- Records for this exercise -
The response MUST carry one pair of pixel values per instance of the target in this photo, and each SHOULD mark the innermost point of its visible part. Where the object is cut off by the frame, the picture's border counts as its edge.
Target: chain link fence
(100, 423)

--

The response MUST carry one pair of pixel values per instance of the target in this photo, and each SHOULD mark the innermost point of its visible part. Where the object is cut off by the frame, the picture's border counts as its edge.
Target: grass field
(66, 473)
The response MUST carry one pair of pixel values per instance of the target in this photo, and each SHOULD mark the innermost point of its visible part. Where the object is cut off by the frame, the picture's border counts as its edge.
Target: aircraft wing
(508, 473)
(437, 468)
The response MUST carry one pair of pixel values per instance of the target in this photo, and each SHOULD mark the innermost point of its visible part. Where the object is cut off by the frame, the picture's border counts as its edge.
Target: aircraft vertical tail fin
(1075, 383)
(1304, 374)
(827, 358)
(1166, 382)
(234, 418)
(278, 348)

---

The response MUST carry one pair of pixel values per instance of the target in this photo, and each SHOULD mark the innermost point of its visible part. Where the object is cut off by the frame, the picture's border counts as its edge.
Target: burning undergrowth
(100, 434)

- Task objective -
Pull out every row containing the string "aircraft", matching case exactly.

- Result of this exercise -
Target: aircraft wing
Target: aircraft vertical tail fin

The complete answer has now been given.